— TASK DETAILS —
Please return all of the data exactly as written.
Start of SUPPLIED DATA
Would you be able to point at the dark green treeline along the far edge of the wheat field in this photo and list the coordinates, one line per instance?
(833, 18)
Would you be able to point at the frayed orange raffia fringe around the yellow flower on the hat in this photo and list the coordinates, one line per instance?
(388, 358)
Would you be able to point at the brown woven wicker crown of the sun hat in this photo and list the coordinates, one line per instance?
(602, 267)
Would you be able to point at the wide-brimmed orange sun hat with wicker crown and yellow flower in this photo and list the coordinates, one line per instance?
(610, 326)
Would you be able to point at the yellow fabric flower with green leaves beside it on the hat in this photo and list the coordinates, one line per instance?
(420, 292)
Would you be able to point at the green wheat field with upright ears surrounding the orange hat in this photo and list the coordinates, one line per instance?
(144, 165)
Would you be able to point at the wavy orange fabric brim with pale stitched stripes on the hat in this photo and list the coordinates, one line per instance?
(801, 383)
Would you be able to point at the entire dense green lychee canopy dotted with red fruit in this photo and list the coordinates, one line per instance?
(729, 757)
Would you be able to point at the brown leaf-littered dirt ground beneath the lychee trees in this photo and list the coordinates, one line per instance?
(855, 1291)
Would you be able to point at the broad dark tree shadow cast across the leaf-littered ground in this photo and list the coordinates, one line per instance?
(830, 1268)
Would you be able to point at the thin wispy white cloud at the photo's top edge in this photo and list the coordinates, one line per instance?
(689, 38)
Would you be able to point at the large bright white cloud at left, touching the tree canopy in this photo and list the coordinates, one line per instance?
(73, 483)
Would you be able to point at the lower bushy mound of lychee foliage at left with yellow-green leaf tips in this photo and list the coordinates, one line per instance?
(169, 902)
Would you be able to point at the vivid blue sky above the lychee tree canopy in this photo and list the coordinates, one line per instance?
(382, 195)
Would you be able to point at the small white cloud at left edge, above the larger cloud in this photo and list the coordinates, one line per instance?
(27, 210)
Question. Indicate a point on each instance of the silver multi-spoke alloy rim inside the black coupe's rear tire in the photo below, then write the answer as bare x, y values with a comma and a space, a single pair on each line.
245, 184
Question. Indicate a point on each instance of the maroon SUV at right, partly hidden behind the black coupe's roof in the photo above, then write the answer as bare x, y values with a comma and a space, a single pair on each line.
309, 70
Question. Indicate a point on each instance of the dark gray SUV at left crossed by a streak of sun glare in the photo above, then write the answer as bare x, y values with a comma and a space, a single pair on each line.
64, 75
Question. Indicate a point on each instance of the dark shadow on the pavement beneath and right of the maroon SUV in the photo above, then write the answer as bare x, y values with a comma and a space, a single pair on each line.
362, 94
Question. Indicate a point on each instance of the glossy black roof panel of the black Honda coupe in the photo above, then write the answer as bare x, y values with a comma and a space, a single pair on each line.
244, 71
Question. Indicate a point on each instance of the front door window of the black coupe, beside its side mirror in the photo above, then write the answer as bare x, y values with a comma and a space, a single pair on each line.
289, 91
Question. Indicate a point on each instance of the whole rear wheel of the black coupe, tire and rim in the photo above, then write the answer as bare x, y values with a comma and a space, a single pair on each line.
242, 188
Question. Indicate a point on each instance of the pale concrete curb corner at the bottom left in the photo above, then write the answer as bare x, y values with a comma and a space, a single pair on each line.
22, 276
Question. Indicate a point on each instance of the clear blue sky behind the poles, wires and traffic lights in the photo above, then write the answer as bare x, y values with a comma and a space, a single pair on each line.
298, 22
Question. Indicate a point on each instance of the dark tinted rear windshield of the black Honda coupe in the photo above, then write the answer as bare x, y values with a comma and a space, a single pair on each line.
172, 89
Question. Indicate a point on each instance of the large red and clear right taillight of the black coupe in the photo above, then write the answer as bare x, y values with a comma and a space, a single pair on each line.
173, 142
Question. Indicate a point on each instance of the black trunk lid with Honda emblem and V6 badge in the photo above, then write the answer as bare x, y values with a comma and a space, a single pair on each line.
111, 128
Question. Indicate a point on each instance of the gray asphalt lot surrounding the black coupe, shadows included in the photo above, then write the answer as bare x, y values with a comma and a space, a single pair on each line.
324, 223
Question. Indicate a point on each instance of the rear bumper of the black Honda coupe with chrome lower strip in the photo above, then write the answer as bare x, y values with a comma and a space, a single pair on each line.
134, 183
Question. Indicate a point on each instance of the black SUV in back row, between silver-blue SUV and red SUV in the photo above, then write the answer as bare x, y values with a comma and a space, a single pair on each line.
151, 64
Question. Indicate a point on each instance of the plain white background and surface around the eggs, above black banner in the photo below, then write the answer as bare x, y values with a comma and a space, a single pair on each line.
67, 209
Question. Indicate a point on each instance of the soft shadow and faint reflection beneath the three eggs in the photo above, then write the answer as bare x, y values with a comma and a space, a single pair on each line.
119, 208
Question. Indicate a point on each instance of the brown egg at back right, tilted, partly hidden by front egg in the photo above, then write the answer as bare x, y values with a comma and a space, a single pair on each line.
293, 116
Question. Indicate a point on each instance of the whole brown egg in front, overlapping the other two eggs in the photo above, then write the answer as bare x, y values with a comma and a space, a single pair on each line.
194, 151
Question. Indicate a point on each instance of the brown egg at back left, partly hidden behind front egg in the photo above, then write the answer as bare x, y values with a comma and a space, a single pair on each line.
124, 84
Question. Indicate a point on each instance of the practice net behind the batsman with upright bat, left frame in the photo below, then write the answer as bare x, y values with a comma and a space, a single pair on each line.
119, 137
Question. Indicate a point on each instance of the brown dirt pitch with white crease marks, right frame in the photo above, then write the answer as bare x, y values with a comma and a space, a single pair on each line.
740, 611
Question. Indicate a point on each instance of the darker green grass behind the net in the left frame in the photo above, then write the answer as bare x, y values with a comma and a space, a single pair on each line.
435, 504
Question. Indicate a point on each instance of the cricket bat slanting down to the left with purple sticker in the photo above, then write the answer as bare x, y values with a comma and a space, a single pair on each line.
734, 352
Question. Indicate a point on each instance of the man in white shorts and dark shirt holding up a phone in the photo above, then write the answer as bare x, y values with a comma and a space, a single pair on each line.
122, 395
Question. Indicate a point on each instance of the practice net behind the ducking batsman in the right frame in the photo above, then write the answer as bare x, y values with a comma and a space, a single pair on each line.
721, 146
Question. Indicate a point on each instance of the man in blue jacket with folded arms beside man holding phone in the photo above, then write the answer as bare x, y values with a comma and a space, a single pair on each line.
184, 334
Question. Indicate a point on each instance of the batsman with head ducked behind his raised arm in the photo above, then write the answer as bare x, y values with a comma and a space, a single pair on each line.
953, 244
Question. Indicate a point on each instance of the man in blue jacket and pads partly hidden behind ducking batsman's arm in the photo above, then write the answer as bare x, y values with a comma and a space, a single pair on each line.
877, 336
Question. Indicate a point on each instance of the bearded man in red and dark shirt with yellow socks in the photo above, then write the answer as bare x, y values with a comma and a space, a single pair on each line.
End of SUPPLIED DATA
— EXERCISE SOLUTION —
Would you be able to point at the dark green treeline along the far edge of the wheat field in this photo and list the coordinates, one line per instance?
(833, 18)
Would you be able to point at the frayed orange raffia fringe around the yellow flower on the hat in this photo and list the coordinates, one line per instance?
(388, 358)
Would you be able to point at the brown woven wicker crown of the sun hat in this photo and list the coordinates, one line per instance?
(602, 267)
Would you be able to point at the wide-brimmed orange sun hat with wicker crown and yellow flower in this photo and list the coordinates, one line per instance?
(610, 326)
Would you be able to point at the yellow fabric flower with green leaves beside it on the hat in this photo and list the coordinates, one line per instance?
(420, 292)
Would you be able to point at the green wheat field with upright ears surrounding the orange hat in this photo and list the coordinates, one line per instance?
(144, 165)
Would you be able to point at the wavy orange fabric brim with pale stitched stripes on the hat in this photo and list the coordinates, one line per instance?
(801, 383)
Would you be able to point at the entire dense green lychee canopy dotted with red fruit in this photo and list the coordinates, one line per instance?
(729, 757)
Would you be able to point at the brown leaf-littered dirt ground beneath the lychee trees in this photo and list the coordinates, one line per instance?
(855, 1291)
Would you be able to point at the broad dark tree shadow cast across the leaf-littered ground in this photo and list the coordinates, one line per instance?
(830, 1268)
Would you be able to point at the thin wispy white cloud at the photo's top edge in this photo and list the coordinates, one line per instance?
(689, 38)
Would you be able to point at the large bright white cloud at left, touching the tree canopy in this photo and list the coordinates, one line per instance?
(73, 483)
Would you be able to point at the lower bushy mound of lychee foliage at left with yellow-green leaf tips in this photo and list the coordinates, one line per instance?
(169, 902)
Would you be able to point at the vivid blue sky above the lychee tree canopy in this photo and list the coordinates, one line per instance?
(382, 195)
Would you be able to point at the small white cloud at left edge, above the larger cloud in this photo and list the coordinates, one line per instance?
(27, 210)
Question. Indicate a point on each instance of the silver multi-spoke alloy rim inside the black coupe's rear tire in the photo below, then write the answer as bare x, y values with a comma and a space, a single pair on each line.
245, 184
Question. Indicate a point on each instance of the maroon SUV at right, partly hidden behind the black coupe's roof in the photo above, then write the answer as bare x, y values with a comma and a space, a single pair on each line.
309, 70
Question. Indicate a point on each instance of the dark gray SUV at left crossed by a streak of sun glare in the photo above, then write the answer as bare x, y values with a comma and a space, a single pair on each line.
64, 75
Question. Indicate a point on each instance of the dark shadow on the pavement beneath and right of the maroon SUV in the photo above, then write the answer as bare x, y values with a comma and a space, a single pair on each line.
362, 94
Question. Indicate a point on each instance of the glossy black roof panel of the black Honda coupe in the photo above, then write the answer as bare x, y values with a comma and a space, a single pair on each line.
244, 71
Question. Indicate a point on each instance of the front door window of the black coupe, beside its side mirror in the photo above, then write the answer as bare x, y values with a comma and a space, a single pair on each line.
289, 91
Question. Indicate a point on each instance of the whole rear wheel of the black coupe, tire and rim in the photo above, then write the answer as bare x, y values with a comma and a space, a single pair on each line.
242, 188
Question. Indicate a point on each instance of the pale concrete curb corner at the bottom left in the photo above, then write the answer as bare x, y values with a comma and a space, a single pair on each line.
22, 276
Question. Indicate a point on each instance of the clear blue sky behind the poles, wires and traffic lights in the photo above, then write the answer as bare x, y values with a comma and a space, a single pair on each line.
298, 22
Question. Indicate a point on each instance of the dark tinted rear windshield of the black Honda coupe in the photo above, then write the answer as bare x, y values with a comma and a space, a single pair on each line.
172, 89
Question. Indicate a point on each instance of the large red and clear right taillight of the black coupe in the photo above, then write the answer as bare x, y values with a comma and a space, a single pair on each line.
173, 142
Question. Indicate a point on each instance of the black trunk lid with Honda emblem and V6 badge in the photo above, then write the answer as bare x, y values with a comma and a space, a single pair on each line.
111, 128
Question. Indicate a point on each instance of the gray asphalt lot surrounding the black coupe, shadows included in the photo above, then write the answer as bare x, y values with a comma and a space, a single pair on each line.
324, 223
Question. Indicate a point on each instance of the rear bumper of the black Honda coupe with chrome lower strip in the photo above, then write the answer as bare x, y values with a comma and a space, a single pair on each line.
134, 183
Question. Indicate a point on each instance of the black SUV in back row, between silver-blue SUV and red SUV in the photo above, then write the answer as bare x, y values with a comma and a space, a single pair on each line.
151, 64
Question. Indicate a point on each instance of the plain white background and surface around the eggs, above black banner in the photo below, then write the answer as bare x, y values with a comma and a space, a single pair on each line.
67, 209
Question. Indicate a point on each instance of the soft shadow and faint reflection beneath the three eggs in the photo above, then write the answer as bare x, y values with a comma and a space, a single pair on each line.
119, 208
Question. Indicate a point on each instance of the brown egg at back right, tilted, partly hidden by front egg in the photo above, then write the answer as bare x, y values with a comma and a space, a single pair on each line.
293, 116
Question. Indicate a point on each instance of the whole brown egg in front, overlapping the other two eggs in the photo above, then write the answer as bare x, y values with a comma and a space, a single pair on each line.
194, 151
Question. Indicate a point on each instance of the brown egg at back left, partly hidden behind front egg in the photo above, then write the answer as bare x, y values with a comma and a space, a single pair on each line.
124, 84
Question. Indicate a point on each instance of the practice net behind the batsman with upright bat, left frame in the photo below, then write the answer as bare x, y values with a comma and a space, a single pair on each line.
119, 137
Question. Indicate a point on each instance of the brown dirt pitch with white crease marks, right frame in the photo above, then write the answer as bare x, y values with a comma and a space, a single pair on each line.
740, 611
Question. Indicate a point on each instance of the darker green grass behind the net in the left frame in the photo above, then write the answer as bare x, y values with a comma and a space, a single pair on each line.
435, 504
Question. Indicate a point on each instance of the cricket bat slanting down to the left with purple sticker in the photo above, then write the answer as bare x, y values with a comma and a space, a single pair on each line.
734, 352
Question. Indicate a point on each instance of the man in white shorts and dark shirt holding up a phone in the photo above, then write the answer as bare x, y values with a comma and a space, a single pair on each line.
122, 395
Question. Indicate a point on each instance of the practice net behind the ducking batsman in the right frame in the photo above, then write the answer as bare x, y values with a comma and a space, a single pair on each line.
721, 146
Question. Indicate a point on each instance of the man in blue jacket with folded arms beside man holding phone in the photo above, then write the answer as bare x, y values with a comma and a space, a single pair on each line.
184, 334
Question. Indicate a point on each instance of the batsman with head ducked behind his raised arm in the photo above, then write the answer as bare x, y values with a comma and a space, a single pair on each line.
953, 244
Question. Indicate a point on each instance of the man in blue jacket and pads partly hidden behind ducking batsman's arm in the photo above, then write the answer as bare x, y values with a comma and a space, a single pair on each line.
877, 336
Question. Indicate a point on each instance of the bearded man in red and dark shirt with yellow socks in the photo above, then write the answer as bare x, y values with a comma and a space, a single pair on each line.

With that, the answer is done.